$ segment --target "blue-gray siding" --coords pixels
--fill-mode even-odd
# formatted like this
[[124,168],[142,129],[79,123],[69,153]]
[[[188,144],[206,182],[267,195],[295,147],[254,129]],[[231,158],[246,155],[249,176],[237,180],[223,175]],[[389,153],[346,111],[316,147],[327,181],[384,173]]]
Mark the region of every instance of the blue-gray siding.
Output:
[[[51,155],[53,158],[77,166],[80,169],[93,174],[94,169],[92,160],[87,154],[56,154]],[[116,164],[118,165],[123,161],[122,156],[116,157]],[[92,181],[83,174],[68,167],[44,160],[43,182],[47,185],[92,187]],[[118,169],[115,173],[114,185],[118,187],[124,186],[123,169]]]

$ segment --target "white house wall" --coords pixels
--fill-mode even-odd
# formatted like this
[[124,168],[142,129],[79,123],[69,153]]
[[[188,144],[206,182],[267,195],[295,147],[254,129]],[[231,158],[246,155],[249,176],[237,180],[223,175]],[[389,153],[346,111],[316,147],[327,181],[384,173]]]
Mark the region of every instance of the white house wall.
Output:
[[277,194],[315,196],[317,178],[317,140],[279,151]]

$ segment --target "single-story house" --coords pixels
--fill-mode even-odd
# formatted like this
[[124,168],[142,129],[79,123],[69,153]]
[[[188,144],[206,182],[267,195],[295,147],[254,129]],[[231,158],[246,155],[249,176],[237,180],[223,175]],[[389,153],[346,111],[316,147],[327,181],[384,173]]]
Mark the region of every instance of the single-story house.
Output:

TASK PROMPT: Recast all of the material above as a JSON list of strings, with one string for each line and blank lines omitted.

SOLUTION TO THIS PROBLEM:
[
  "$ segment --target \"blue-gray siding\" --coords pixels",
  "--fill-mode even-odd",
  "# formatted like this",
  "[[124,168],[142,129],[79,123],[69,153]]",
  "[[[188,144],[206,182],[267,195],[295,147],[254,129]],[[231,158],[246,155],[249,176],[237,180],[223,175]],[[389,153],[346,111],[316,147],[327,181],[384,173]]]",
  "Mark the region of every instance of the blue-gray siding.",
  "Output:",
  "[[[51,155],[53,158],[77,166],[80,169],[93,174],[94,169],[92,160],[87,154],[56,154]],[[116,164],[118,165],[123,161],[122,156],[116,157]],[[92,181],[83,174],[68,167],[44,160],[43,182],[47,185],[92,187]],[[118,169],[115,173],[114,185],[118,187],[124,186],[123,169]]]",
  "$ segment --target \"white house wall\" --coords pixels",
  "--fill-mode even-odd",
  "# formatted like this",
  "[[124,168],[142,129],[79,123],[69,153]]",
  "[[[188,144],[206,182],[267,195],[295,147],[254,129]],[[231,158],[246,155],[249,176],[237,180],[223,175]],[[389,153],[346,111],[316,147],[327,181],[384,173]]]",
  "Mark the region of every instance of the white house wall.",
  "Output:",
  "[[277,194],[315,196],[317,178],[317,140],[279,151]]",
  "$ segment --target \"single-story house\" --coords pixels",
  "--fill-mode even-odd",
  "# formatted like this",
  "[[124,168],[142,129],[79,123],[69,153]]",
  "[[[188,144],[206,182],[267,195],[295,147],[254,129]],[[231,158],[246,155],[249,176],[237,180],[223,175]],[[389,153],[346,111],[316,147],[327,181],[384,173]]]",
  "Mark the region of every instance of the single-story house.",
  "Output:"
]